Required work:
When every entry has been read, print each one back exactly.

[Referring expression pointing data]
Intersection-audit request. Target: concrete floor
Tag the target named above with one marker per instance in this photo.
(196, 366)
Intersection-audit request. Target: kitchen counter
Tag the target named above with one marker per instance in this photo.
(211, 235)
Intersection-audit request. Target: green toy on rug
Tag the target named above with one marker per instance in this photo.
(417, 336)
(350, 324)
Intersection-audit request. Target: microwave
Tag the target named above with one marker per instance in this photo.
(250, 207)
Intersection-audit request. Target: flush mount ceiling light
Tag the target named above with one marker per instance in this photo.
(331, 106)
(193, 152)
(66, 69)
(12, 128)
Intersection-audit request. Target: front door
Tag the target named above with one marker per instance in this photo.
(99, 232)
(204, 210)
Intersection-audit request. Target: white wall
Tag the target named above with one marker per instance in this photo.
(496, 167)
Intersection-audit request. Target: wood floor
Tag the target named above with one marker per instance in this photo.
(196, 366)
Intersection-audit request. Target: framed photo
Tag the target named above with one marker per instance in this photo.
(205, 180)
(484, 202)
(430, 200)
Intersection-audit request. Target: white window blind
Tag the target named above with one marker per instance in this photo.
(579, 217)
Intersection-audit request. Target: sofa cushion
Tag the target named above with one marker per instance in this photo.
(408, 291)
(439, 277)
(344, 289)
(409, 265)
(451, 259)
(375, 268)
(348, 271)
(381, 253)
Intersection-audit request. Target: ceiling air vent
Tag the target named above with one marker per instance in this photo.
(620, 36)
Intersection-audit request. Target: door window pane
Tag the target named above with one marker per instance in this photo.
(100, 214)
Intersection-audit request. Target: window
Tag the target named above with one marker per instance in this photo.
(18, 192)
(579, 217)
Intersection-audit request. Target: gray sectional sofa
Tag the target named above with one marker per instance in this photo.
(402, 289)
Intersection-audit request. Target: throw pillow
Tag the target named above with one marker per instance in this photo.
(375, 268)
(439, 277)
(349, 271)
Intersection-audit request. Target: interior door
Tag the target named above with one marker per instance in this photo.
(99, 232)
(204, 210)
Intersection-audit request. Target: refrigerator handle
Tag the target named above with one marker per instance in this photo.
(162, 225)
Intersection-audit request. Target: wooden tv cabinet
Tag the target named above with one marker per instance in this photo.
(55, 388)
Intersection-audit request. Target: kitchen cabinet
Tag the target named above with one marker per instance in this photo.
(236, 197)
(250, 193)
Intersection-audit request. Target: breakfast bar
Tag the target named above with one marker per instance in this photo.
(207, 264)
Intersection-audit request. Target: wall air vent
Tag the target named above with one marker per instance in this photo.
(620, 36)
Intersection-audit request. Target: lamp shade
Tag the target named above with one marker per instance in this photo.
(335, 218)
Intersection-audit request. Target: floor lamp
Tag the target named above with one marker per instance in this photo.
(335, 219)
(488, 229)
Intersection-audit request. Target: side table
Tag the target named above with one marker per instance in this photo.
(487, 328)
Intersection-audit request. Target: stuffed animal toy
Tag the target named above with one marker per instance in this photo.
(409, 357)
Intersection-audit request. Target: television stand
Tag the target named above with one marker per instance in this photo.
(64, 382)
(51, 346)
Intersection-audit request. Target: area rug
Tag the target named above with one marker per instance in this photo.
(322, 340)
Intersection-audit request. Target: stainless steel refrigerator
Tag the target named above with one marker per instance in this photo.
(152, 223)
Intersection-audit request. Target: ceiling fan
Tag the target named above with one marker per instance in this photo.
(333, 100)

Result of this exercise:
Intersection-audit request. Target: concrete floor
Tag the target named above with one marker per instance in this photo.
(196, 366)
Intersection-audit request. Target: kitchen counter
Tag the target named above with one marker per instance in this photo.
(211, 235)
Intersection-audit request. Target: green toy on rug
Tag the target named above with one marker per instance in this photo.
(417, 336)
(350, 324)
Intersection-audit request. Target: microwave
Tag the target named above with one marker per instance in this photo.
(250, 207)
Intersection-audit request. Target: flush mount ceiling light
Tag the target named above with one marker per instance in this photo.
(331, 106)
(193, 152)
(66, 69)
(12, 128)
Intersection-audit request. Target: front door
Tag the target named above with one marker per instance in this photo.
(99, 232)
(204, 210)
Intersection-audit request. Target: white wall
Tag the target named above with one marker per instance in this photo.
(496, 167)
Intersection-audit request. Target: wood floor
Tag the target named above with one marker per instance in this photo.
(196, 366)
Intersection-audit request. Target: framed photo
Tag the target named above with one marker per instance in this photo.
(205, 180)
(484, 202)
(430, 200)
Intersection-audit request. Target: white window blind
Tag the target named above with one marker per instance in this photo.
(579, 217)
Intersection-audit request. Target: sofa cushion
Tag the target named above with one marker per instance in this photo.
(408, 291)
(439, 277)
(344, 289)
(409, 265)
(451, 259)
(375, 268)
(348, 271)
(381, 253)
Intersection-audit request. Target: ceiling air vent
Tag the target named above with one marker per instance in this photo.
(620, 36)
Intersection-audit request. Target: door window pane
Tag the target named above with one marker per instance in this photo.
(100, 214)
Intersection-audit request. Target: window
Tag the target named above with one marker per instance in this photo.
(18, 192)
(579, 217)
Intersection-audit request. Target: gray sectional sofa
Tag the target named above with one marker per instance in this photo.
(402, 289)
Intersection-audit request. Target: throw pillow
Tag the target named above with one marker per instance in this photo.
(375, 268)
(439, 277)
(349, 271)
Intersection-audit request. Target: interior door
Tag the target named above with one marker per instance in this photo.
(99, 232)
(204, 210)
Intersection-audit request. Target: refrigerator handle
Tag the target named above with one marker per instance in this photo.
(162, 225)
Intersection-audit request. Target: wooden tv cabinet
Tag the target named above with one marker per instance in this photo.
(55, 388)
Intersection-audit request. Target: kitchen cabinet
Tag the target named above with one marker per instance in this photo.
(236, 197)
(250, 193)
Intersection-audit request. Target: breakfast bar
Tag the target named above with one marker per instance in this photo.
(207, 264)
Intersection-audit request. Target: wall air vent
Tag the target named above with one marker per instance in this photo.
(620, 36)
Intersection-audit request. Target: lamp shade
Tag the target named above with one marker per instance in this photo.
(335, 218)
Intersection-audit request. Target: floor lamp
Tag the target named above with one marker per instance in this photo.
(335, 219)
(488, 229)
Intersection-audit request. Target: side table
Tag the target named above with one marker per instance in this photo.
(487, 328)
Intersection-audit request. Target: stuffed animal toy
Tag the target named above with one marker per instance in this photo.
(409, 357)
Intersection-audit request. Target: television stand
Tag the target named above with one marker per instance in this photo.
(64, 382)
(51, 346)
Intersection-audit request. Target: area rug
Tag the target named above with one marker per instance in this photo.
(322, 340)
Intersection-audit request. Target: stainless steel refrigerator
Tag the target named above with one marker per instance in this photo.
(152, 223)
Intersection-audit request. Target: ceiling fan
Tag the target named above with one marker per instance in this photo.
(333, 100)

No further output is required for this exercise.